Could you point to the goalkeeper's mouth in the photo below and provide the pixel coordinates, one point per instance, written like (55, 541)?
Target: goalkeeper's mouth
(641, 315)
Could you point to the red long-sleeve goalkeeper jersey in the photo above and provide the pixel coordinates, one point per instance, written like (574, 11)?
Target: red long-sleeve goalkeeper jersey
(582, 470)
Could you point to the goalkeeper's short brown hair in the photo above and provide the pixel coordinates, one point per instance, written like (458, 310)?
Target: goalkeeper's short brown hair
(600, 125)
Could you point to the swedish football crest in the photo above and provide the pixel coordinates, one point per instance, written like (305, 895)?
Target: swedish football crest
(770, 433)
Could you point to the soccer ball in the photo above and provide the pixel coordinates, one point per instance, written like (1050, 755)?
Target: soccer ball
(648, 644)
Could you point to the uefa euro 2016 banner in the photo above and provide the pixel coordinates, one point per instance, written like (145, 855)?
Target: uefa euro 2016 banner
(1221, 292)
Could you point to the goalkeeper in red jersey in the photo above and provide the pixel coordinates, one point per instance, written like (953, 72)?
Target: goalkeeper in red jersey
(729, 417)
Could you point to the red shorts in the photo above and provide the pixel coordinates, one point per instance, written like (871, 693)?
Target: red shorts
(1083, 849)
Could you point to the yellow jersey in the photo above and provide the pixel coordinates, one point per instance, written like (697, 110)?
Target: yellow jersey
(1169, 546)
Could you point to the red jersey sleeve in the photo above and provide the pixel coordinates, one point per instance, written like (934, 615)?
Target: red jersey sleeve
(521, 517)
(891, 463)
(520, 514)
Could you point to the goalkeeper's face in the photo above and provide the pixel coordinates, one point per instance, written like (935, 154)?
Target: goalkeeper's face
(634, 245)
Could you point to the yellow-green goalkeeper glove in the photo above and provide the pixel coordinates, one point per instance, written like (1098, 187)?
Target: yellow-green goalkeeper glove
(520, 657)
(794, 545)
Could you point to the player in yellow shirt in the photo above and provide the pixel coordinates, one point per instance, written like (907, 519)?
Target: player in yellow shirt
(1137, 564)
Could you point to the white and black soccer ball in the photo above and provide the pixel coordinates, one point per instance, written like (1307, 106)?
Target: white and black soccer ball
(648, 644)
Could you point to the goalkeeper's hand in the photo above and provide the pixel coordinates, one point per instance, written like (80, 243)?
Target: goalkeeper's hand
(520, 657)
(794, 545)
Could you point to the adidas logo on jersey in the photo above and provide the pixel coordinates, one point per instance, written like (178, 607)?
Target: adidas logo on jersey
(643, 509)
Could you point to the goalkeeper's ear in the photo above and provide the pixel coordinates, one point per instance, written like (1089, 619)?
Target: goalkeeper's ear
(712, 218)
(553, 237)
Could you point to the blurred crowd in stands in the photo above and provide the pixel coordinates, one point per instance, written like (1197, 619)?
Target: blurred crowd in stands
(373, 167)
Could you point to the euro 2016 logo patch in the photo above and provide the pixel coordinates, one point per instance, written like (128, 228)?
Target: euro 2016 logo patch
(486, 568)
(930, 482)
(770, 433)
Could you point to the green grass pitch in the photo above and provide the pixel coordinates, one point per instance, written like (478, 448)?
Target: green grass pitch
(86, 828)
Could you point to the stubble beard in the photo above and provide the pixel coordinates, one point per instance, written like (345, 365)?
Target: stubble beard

* * * * * * *

▶ _Your instructions_: Rewrite the items above, starting at the first one and ending at the line that contains "(1083, 849)", including their wording. Shift every coordinate in the answers up by 92 and leave the numbers in the requests and their format samples unchanged.

▶ _Reply to the exercise_:
Could you point to the goalkeeper's mouth in the photo below and provide the pixel coordinates, one point per instance, written like (55, 541)?
Target: goalkeeper's mouth
(733, 407)
Could you point to the red long-sleeve goalkeeper jersey in the photo above and provide the pixel coordinates, one point per instance, written like (574, 11)?
Target: red long-sleeve goalkeeper jersey
(674, 562)
Could you point to the goalkeeper's short brown hair in the photo above and provide the pixel coordinates, one point per instance, written like (458, 310)?
Target: goalkeeper's short brown hair
(692, 217)
Could you point to the swedish football crest in the photo above and provide the pixel coordinates, one point per instance, written like (305, 895)?
Target: swedish football crest
(862, 525)
Could you point to the soccer ball in the photo above and provide the pixel coordinates, one point per instance, written like (1050, 755)?
Target: soccer ball
(740, 736)
Could you point to the uefa euro 2016 banner in the photo above and provide the pixel coordinates, one point per instance, written like (145, 855)?
Target: uefa euro 2016 banner
(1313, 384)
Could you point to the goalkeeper in red jersey in the photo above and provide the pixel coordinates, one point per instance, written like (953, 72)?
Target: goalkeeper in red jersey
(821, 509)
Could you point to the red shorts in the photo above and provide the pixel coordinates, one point per instance, written like (871, 693)?
Target: red shorts
(1175, 941)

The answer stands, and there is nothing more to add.